╭─ Fragmento proporcionado

Crónica: El parque de mi ciudad


El parque de mi ciudad
Patricio Salazar
Dicen que los domingos son los días más aburridos y que no hay más que  hacer que mirar televisión, estar con el celular en cama o dormir. La gente camina por las calles como detenidas en cámara lenta, los automóviles se desplazan despacito y casi a paso de hombre, es que los domingos no hay apuro. Ni siquiera el viento parece estar de humor para mostrarse, las ramas de los árboles permanecen inertes como en una fotografía, sin brisa alguna que haga danzar sus hojas secas en esta  tarde otoñal. En casa, cuando todos los integrantes de mi familia pensaban como matar el aburrimiento, una vocecita exclamó, “¡Vamos al parque!” Era Emma, la más chiquita de la familia y parecía saber cómo contrarrestar la casi podría decirse, tristeza y monotonía que el domingo por la tarde suele contagiar.
Sin dudarlo subimos todos al auto y partimos directo hacia el parque de diversiones que hacía varios meses estaba en mi barrio, yo lo había visto al pasar por la rotonda del Indio y justo al frente estaba su ingreso principal. Cuando iba hacia mi trabajo siempre estaba cerrado porque pasaba por la mañana y los días de semana. Al tomar en dirección hacia donde ya sabía se encontraría el famoso parque comencé a notar algo extraño, los vehículos que antes parecían moverse en cámara lenta, ahora iban rapidísimo, apresurados, casi como en una carrera que tenía por premio ganarle al reloj la mayor cantidad de minutos posibles ¿será porque el sol comenzaba a ocultarse tras el cerro Ambato? O tal vez porque los conductores de dichos vehículos estaban siendo apresurados por los pasajeros infantiles, quienes querían  llegar lo antes posible al parque de diversiones. Así me ocurría a mí también, a tal punto que tuve que poner en mi voz firmeza y decir: "¡CALMA, YA FALTA POCO, ESTAMOS CERCA!" No me di cuenta que anochecía y las luces de las calles ya iluminaban el camino. Allá a lo lejos, detrás de las casas altas de dos pisos que están cerca del parque se observaba un gran resplandor que antes no había visto, es que yo por aquí siempre paso de día y camino hacia el trabajo, como sea, hacia ese resplandor íbamos nosotros.
A medida que nos acercábamos el misterio se fue develado, ese resplandor era una imponente vuelta al mundo de casi tres pisos de alto que ya se podía distinguir dos cuadras antes de llegar a nuestro destino, por supuesto que eso de los tres pisos de alto lo confirmaríamos al subir a lo que es la atracción principal del parque. Lo que si pude notar antes de llegar es que en el habitáculo del auto un silencio como de biblioteca se hizo presente, los chicos habían quedado tan impresionados con esa imagen a la distancia de la vuelta al mundo, que sus ojos parecían dos monedas redondas, de esas grandes que aparecen en las películas de piratas.

╰─
╭─ Información proporcionada

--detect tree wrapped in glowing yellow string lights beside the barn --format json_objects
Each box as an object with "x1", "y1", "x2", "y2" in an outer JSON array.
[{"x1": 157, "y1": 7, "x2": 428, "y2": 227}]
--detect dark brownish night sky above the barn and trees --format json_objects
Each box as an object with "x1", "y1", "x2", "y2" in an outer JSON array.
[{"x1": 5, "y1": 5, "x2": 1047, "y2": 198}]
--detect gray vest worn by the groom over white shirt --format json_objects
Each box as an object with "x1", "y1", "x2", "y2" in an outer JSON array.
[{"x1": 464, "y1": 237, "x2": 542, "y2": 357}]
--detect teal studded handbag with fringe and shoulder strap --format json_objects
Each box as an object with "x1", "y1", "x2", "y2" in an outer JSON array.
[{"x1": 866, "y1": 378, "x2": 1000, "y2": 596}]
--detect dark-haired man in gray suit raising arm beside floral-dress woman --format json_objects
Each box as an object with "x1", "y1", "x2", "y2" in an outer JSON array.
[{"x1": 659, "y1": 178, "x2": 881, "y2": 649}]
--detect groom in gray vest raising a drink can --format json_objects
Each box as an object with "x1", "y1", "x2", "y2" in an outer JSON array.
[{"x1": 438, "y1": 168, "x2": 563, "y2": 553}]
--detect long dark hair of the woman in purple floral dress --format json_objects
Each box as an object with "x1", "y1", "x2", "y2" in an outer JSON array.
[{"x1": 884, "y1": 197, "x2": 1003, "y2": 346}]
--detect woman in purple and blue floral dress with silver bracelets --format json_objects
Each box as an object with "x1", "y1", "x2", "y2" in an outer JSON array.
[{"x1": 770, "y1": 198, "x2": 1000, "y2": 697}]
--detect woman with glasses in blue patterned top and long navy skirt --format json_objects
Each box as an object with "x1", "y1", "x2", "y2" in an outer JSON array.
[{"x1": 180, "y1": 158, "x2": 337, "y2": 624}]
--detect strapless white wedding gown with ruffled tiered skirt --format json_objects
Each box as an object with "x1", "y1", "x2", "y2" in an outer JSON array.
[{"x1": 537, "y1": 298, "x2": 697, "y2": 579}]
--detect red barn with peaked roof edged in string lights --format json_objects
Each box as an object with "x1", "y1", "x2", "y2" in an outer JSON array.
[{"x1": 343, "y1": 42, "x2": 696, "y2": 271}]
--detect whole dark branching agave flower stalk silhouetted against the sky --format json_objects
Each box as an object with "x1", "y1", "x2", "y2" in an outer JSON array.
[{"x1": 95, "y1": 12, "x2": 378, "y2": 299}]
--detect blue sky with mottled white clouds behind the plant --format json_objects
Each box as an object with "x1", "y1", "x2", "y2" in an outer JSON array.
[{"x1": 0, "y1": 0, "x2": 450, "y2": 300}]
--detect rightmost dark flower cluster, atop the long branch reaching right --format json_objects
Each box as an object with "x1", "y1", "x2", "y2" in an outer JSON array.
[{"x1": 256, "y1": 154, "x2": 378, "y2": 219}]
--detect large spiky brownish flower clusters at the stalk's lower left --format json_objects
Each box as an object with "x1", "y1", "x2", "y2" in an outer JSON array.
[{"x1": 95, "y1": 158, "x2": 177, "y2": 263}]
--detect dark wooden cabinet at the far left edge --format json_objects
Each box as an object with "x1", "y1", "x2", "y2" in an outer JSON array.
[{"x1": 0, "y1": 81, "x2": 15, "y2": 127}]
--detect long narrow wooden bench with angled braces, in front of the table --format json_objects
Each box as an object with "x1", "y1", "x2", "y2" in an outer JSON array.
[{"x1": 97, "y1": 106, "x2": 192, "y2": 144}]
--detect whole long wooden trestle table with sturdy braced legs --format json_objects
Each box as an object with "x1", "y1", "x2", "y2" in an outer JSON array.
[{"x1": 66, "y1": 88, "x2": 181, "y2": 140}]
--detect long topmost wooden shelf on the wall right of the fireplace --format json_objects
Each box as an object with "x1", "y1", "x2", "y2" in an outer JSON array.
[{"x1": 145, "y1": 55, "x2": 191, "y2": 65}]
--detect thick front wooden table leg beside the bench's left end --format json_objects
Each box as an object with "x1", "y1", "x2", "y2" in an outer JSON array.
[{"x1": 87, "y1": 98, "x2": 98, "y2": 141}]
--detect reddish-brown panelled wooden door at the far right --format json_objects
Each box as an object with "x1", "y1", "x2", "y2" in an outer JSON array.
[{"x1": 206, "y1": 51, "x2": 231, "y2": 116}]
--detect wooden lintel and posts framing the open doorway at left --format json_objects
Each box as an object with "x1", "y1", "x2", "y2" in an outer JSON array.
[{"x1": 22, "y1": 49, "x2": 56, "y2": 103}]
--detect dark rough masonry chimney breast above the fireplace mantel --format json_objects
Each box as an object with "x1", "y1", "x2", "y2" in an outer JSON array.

╰─

Actividades propuestas
1/ En la crónica del parque, ¿quién propone ir al parque el domingo por la tarde?
2/ Escribe la continuación de la crónica del parque a partir de su última oración.
Las entradas no intervienen en esta actividad.

Clave de respuestas
1/ Emma, la más chiquita de la familia.

2/
Cuando por fin llegamos comenzó la locura, la desesperación de los chicos por ingresar era tal que parecía como si tuvieran hormigas en sus zapatos, no solamente en los zapatos de mis hijos, sino en los de todos los niños ahí presentes, porque se escuchaban risas, gritos de alegría que se mezclaban con la música, los coperos ofreciendo a viva voz algodones de azúcar, pochoclos y pralinés. Mmm... praliné, sin querer me acorde de mi madre “¿Qué estará haciendo mi madre ahora?” Es que el olorcito a praliné me transportó mágicamente a mi niñez y a mis tantas idas al parque con mamá. De repente, alguien jalándome de la remera me volvió a la realidad, Emma decía: “¡Papi papi, quiero subir al gusano loco!”
A mi derecha estaba el tradicional gusano loco con su color amarillo de siempre, era el primer juego que te daba la bienvenida apenas entrabas, caminamos hasta el centro del parque y desde allí se podía ver todo las propuestas del lugar. El gusano loco, los helicópteros que dan vueltas, la infaltable calesita con sus caballitos y autitos de colores, un gigantesco pelotero al que llamaban la caminata lunar en la que hasta yo podría saltar porque era inmensa. Estaba el tradicional puesto que desafiaba a quien se anime a pegarle al tarro con la pelotita de tenis, allí el premio era un muñeco pasado de moda, percudido por el largo tiempo que estuvo en esa vitrina improvisada para la ocasión. A pesar de todo lo dicho, daban muchas ganas de pagar un boleto para tratar de ganar ese deslucido premio, que más que su valor monetario, el verdadero premio sería presumir de mi buena puntería.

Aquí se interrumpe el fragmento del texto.